• REQUEST: Can you give the lines below again, changing "with a single marker" to "with one marker" everywhere it occurs and leaving everything else as it is?

[Named object pointing entries]
* * * * * * *

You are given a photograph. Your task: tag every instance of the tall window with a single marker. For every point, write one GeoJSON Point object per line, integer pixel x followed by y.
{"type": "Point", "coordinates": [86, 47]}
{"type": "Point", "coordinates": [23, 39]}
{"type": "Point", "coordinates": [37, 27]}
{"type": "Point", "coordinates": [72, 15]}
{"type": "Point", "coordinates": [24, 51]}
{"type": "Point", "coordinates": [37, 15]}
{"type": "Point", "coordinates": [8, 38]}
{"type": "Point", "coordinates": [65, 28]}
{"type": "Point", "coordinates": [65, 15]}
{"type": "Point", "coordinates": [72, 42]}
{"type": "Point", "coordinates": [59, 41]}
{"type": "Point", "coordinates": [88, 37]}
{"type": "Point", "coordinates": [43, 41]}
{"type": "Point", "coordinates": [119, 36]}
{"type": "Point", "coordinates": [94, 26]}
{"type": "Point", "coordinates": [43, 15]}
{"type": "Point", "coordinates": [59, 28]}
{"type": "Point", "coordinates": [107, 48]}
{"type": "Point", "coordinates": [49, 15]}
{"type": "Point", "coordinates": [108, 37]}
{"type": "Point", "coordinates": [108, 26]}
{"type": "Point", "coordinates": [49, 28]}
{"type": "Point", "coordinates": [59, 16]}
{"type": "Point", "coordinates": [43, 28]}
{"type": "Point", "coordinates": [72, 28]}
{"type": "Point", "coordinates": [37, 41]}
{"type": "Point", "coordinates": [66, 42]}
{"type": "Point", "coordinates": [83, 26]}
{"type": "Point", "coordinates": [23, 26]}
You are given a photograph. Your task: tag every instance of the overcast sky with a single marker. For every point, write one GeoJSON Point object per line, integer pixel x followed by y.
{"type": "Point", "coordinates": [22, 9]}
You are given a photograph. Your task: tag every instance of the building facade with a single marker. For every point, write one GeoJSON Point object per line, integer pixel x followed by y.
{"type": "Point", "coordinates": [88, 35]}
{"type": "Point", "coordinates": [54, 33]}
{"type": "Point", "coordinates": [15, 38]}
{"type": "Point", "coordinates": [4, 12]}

* * * * * * *

• WORKED SOLUTION:
You are given a photograph. Your task: tag every instance of the tall window with one marker. For every point, write one GeoJSON Point object per line, integer pixel x followed by y.
{"type": "Point", "coordinates": [86, 47]}
{"type": "Point", "coordinates": [23, 39]}
{"type": "Point", "coordinates": [37, 27]}
{"type": "Point", "coordinates": [72, 15]}
{"type": "Point", "coordinates": [24, 51]}
{"type": "Point", "coordinates": [37, 15]}
{"type": "Point", "coordinates": [8, 38]}
{"type": "Point", "coordinates": [65, 28]}
{"type": "Point", "coordinates": [65, 15]}
{"type": "Point", "coordinates": [72, 42]}
{"type": "Point", "coordinates": [59, 41]}
{"type": "Point", "coordinates": [88, 37]}
{"type": "Point", "coordinates": [43, 41]}
{"type": "Point", "coordinates": [119, 36]}
{"type": "Point", "coordinates": [94, 26]}
{"type": "Point", "coordinates": [43, 15]}
{"type": "Point", "coordinates": [59, 28]}
{"type": "Point", "coordinates": [107, 48]}
{"type": "Point", "coordinates": [49, 15]}
{"type": "Point", "coordinates": [108, 37]}
{"type": "Point", "coordinates": [108, 26]}
{"type": "Point", "coordinates": [49, 28]}
{"type": "Point", "coordinates": [59, 16]}
{"type": "Point", "coordinates": [43, 28]}
{"type": "Point", "coordinates": [72, 28]}
{"type": "Point", "coordinates": [37, 41]}
{"type": "Point", "coordinates": [66, 42]}
{"type": "Point", "coordinates": [83, 26]}
{"type": "Point", "coordinates": [23, 26]}
You are given a photograph. Your task: tag every instance of the overcast sky with one marker. For every point, write one GeoJSON Point object per line, integer pixel x followed by y.
{"type": "Point", "coordinates": [22, 9]}
You are given a photograph. Your task: tag every instance of the building facade with one marker. For every point, write one GeoJSON Point object per line, integer pixel x followed by y.
{"type": "Point", "coordinates": [88, 35]}
{"type": "Point", "coordinates": [54, 33]}
{"type": "Point", "coordinates": [15, 38]}
{"type": "Point", "coordinates": [4, 12]}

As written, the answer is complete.